§ What you will do:
Pick up the article on the Space Cowboy bar and restaurant where it stops and continue it with further paragraphs.

§ Excerpt provided:
<<<<

Night Moves Hospitality, the recently formed hospitality group from Greg Perez (formerly of Monkey’s Tail) and culinary director Lyle Bento, has launched the first of its planned concepts. Space Cowboy, which is attached to the newly renovated Heights House Hotel located at 100 W Cavalcade, is a blend of specialty cocktail bar, Asian- and Hawaiian-influenced restaurant and poolside lounge. Houston Food Finder was recently invited to a media preview and had the opportunity to try many of Space Cowboy’s offerings.
Space Cowboy is a retreat nestled right off I-45 in the Brook Smith neighborhood, an older, rapidly changing community just outside of the Heights. Visitors are greeted by a colorful exterior and a patio filled with a vibrant collection of colorful couches, tables and hammocks. However, guests entering the island-themed restaurant will find a dimly lit atmosphere punctuated by an enormous bird of paradise mural and an eclectic mix of neon lights, velvet couches and glowing green bar stools (the overall effect leans heavily into dance club chic). Anime fans may notice a fun Easter egg, a small shrine dedicated to Cowboy Bebop and its famous tagline, “See You Space Cowboy.”
The beverage program, which is helmed by Samantha Ruiz and Karen Cervantes, lives up to the expectations set by Perez’s work at Monkey’s Tail. It reflects the bar’s personality with cocktail names such as Spacion Wagon and Is There Life On Mars. The menu starts with the 12 house cocktails, several of which put tropical spins on classic drinks. For example, the Clarified #10 is an elegant take on the Piña Colada and its close cousin the Painkiller, while Big Daddy Sam combines Knob Creek rye, banana liqueur and Mezcal for a riff on the Sazerac.
Several drinks at Space Cowboy take a more whimsical route. The Banana Hammock, the bar’s twist on the banana daiquiri, is topped with a housemade spiked whipped cream. The Cream Fortress is a rum-based libation loaded with boba, while La Fresona, a blend of tequila and spicy liqueur Ancho Reyes Verde, is served in a Capri Sun-style pouch.

>>>>

Records from a dataset:
<<<<

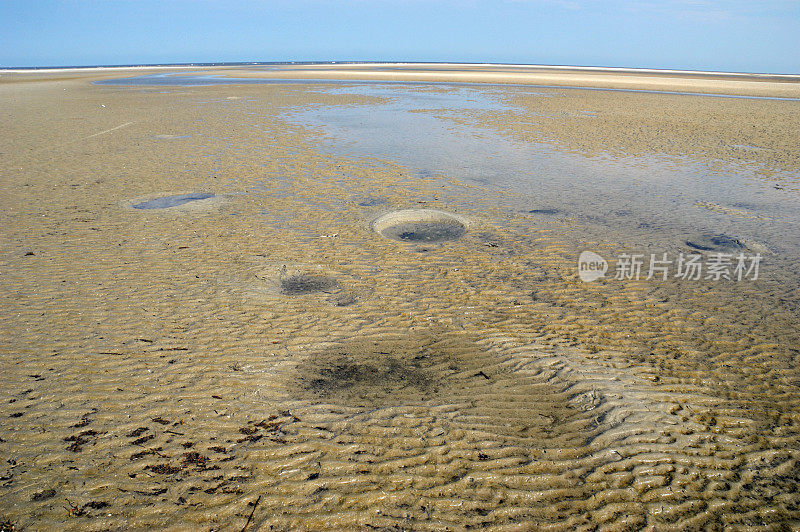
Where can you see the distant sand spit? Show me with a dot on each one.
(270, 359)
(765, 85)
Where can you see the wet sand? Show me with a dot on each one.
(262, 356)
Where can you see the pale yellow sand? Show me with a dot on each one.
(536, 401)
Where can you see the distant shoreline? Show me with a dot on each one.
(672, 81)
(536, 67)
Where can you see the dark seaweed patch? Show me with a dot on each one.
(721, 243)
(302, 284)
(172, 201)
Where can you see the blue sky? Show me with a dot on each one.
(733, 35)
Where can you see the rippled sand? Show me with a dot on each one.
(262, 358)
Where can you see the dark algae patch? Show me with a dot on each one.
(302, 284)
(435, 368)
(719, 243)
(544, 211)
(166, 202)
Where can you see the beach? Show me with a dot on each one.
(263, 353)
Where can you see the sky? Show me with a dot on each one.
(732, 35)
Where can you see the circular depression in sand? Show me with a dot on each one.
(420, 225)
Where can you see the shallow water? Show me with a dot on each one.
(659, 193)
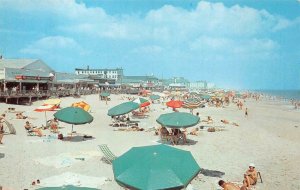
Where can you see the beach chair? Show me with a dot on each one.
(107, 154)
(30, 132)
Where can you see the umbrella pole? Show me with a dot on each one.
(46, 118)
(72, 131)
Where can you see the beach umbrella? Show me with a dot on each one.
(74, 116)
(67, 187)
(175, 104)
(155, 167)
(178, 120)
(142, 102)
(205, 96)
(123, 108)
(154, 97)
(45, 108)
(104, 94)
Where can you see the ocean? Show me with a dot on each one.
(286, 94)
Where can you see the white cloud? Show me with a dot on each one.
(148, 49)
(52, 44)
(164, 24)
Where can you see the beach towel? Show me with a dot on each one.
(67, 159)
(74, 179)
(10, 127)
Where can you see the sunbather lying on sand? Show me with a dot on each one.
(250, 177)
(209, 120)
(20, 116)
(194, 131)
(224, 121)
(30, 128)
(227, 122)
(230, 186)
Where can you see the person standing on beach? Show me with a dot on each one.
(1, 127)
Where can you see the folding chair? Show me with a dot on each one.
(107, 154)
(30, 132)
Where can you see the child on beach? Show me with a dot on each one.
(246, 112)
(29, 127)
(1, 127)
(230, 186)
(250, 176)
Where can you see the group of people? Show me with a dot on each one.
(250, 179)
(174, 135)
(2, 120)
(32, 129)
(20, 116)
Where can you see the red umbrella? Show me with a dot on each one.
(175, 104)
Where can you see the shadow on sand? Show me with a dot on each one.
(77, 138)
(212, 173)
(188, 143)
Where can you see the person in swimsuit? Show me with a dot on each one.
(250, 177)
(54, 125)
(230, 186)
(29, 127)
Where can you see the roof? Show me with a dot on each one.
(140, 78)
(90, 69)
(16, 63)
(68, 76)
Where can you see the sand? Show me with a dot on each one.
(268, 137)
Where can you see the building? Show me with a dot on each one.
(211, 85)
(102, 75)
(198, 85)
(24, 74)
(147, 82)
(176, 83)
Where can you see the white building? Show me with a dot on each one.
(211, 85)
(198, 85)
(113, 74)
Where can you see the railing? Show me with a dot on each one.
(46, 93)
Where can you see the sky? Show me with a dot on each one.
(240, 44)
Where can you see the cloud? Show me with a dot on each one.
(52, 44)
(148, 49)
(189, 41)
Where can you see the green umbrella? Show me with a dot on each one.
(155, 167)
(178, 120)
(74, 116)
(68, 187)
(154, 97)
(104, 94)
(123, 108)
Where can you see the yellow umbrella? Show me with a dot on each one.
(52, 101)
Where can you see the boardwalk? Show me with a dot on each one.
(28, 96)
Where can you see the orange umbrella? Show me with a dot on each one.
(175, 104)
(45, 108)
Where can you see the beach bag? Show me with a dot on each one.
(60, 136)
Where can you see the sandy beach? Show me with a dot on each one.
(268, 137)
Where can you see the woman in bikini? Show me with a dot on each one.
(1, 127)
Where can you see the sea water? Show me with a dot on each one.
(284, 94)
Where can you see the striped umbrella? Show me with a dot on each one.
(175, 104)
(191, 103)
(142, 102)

>>>>
<<<<

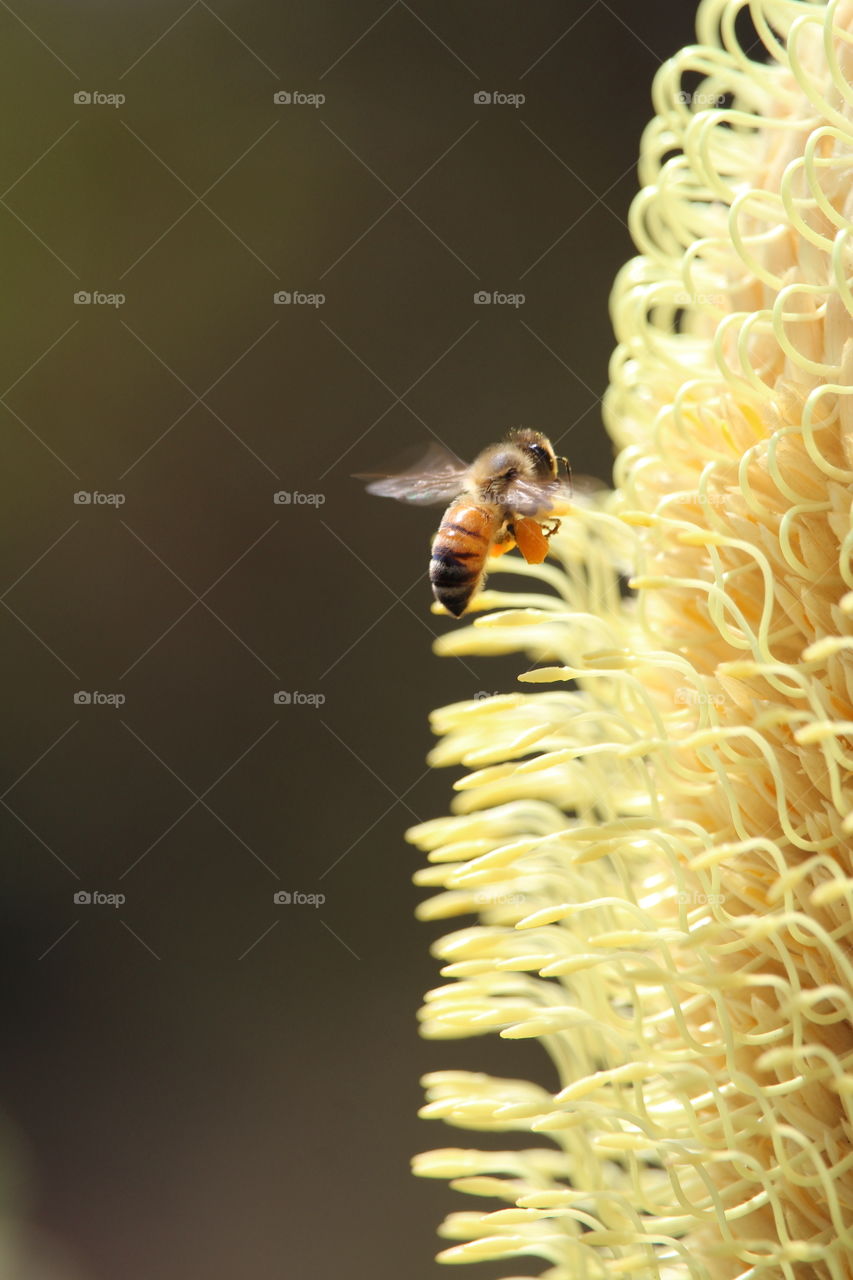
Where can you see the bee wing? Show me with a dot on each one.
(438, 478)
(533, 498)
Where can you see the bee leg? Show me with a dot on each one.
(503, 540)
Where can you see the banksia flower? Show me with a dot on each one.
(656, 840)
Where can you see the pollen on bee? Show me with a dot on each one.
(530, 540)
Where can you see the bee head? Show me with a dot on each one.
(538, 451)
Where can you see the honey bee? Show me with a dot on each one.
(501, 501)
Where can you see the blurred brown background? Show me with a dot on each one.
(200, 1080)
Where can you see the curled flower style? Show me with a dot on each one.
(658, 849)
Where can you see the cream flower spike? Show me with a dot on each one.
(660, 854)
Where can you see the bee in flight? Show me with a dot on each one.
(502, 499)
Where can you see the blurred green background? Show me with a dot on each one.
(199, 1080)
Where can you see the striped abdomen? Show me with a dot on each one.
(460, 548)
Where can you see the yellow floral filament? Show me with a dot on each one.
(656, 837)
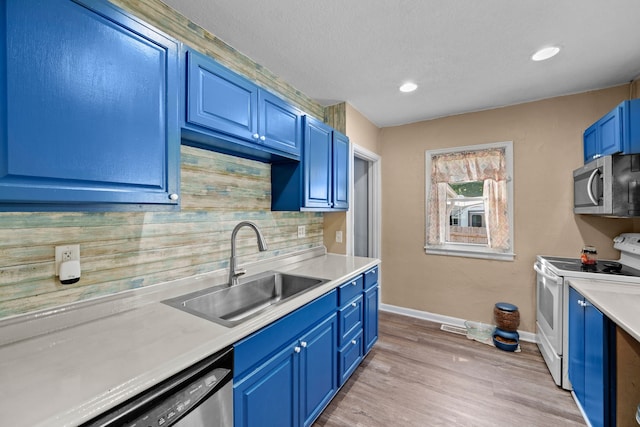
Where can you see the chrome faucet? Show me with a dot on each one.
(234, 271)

>>>>
<<<<

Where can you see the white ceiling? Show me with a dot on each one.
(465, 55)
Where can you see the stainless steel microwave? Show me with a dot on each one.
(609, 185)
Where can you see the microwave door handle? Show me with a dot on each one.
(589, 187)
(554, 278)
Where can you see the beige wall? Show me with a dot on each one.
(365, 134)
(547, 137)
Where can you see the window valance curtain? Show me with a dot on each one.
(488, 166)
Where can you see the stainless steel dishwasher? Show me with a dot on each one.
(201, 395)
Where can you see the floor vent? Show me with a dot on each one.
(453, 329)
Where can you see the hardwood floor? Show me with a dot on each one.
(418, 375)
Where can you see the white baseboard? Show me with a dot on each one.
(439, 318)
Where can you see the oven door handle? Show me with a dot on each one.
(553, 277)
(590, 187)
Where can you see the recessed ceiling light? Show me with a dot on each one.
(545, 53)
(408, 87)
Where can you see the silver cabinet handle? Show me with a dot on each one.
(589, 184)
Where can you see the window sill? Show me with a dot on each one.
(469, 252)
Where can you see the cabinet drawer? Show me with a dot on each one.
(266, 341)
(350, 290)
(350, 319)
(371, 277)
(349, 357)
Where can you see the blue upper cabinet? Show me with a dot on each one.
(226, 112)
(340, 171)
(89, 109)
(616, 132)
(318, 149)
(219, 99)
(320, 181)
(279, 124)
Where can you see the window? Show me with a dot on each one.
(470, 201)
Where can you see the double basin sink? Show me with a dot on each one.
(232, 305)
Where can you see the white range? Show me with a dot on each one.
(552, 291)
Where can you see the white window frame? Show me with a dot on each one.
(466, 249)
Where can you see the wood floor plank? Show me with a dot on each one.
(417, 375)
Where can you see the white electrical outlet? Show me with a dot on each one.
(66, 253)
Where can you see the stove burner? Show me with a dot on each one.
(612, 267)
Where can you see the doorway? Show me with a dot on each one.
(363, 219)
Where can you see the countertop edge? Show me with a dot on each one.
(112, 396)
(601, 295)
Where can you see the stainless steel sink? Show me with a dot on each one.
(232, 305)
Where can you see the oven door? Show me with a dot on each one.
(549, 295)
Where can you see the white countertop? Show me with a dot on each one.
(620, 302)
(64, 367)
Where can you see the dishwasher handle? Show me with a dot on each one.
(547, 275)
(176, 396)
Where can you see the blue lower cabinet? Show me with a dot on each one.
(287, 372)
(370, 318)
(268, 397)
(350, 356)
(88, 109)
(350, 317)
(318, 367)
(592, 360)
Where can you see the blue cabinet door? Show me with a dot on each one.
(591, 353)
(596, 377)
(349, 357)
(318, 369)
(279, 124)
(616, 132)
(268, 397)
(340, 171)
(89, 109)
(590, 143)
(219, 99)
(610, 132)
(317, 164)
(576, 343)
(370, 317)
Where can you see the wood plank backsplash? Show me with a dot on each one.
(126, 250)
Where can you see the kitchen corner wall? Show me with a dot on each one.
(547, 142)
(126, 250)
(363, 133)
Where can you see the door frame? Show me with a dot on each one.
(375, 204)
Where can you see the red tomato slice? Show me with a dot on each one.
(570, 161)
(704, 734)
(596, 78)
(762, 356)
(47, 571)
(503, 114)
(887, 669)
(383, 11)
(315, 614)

>>>>

§ Output for this task:
Under the Party Favors section of the menu, patrons will find shareable concoctions such as the Poolside Grove, which combines Absolut Pear Elderflower vodka, Bayou City Bucha tepache, lemon and agave into a drink for two. There are also frozen specials called Martian Icee’s and Jell-o shots. If fancy cocktails are not your thing, Space Cowboy features a selection of beers, wines and spirits. However, despite the diverse beverage program, the spirits selection was smaller than expected (and may still be developing); a few categories were minimally represented or absent entirely. But for the spirits the bar does emphasize, such as rum, patrons may want to ask for a tour through the collection.
Lyle Bento, former chef/owner of now-closed Southern Goods, has developed a focused food menu that emphasizes tropical and island flavors. Much of the menu consists of small or shareable plates such as Lechon Kawaii (pork belly served with a tangy Filipino dipping sauce) and Jerked Cauliflower served with a curried aioli.
The menu also features seafood dishes like Tako Sunomono, a grilled octopus salad topped with a ginger sesame vinaigrette and OKA, a ceviche tossed with lime, plantains and coconut creme.
Diners looking for heartier fare can try the Boom Boom Burger, a double-patty cheeseburger with caramelized onions and boom boom sauce (a sweet chili and garlic mayo) or Maui Short Ribs served with macaroni salad. The Army Fried Rice, a play on budae jjigae (Korean army stew), ticked every box with its blend of vibrant and tangy flavors.
Space Cowboy, which is early in the hospitality group’s run, is still working out some kinks. Follow-up visits have had issues with varying drink quality, menu items being unavailable and inattentive management. Given some time, Space Cowboy can become a destination for foodies and beverage enthusiasts alike. Space Cowboy’s bar is open daily from 4 p.m. to 2 a.m.; the restaurant is open from 4 p.m. to midnight.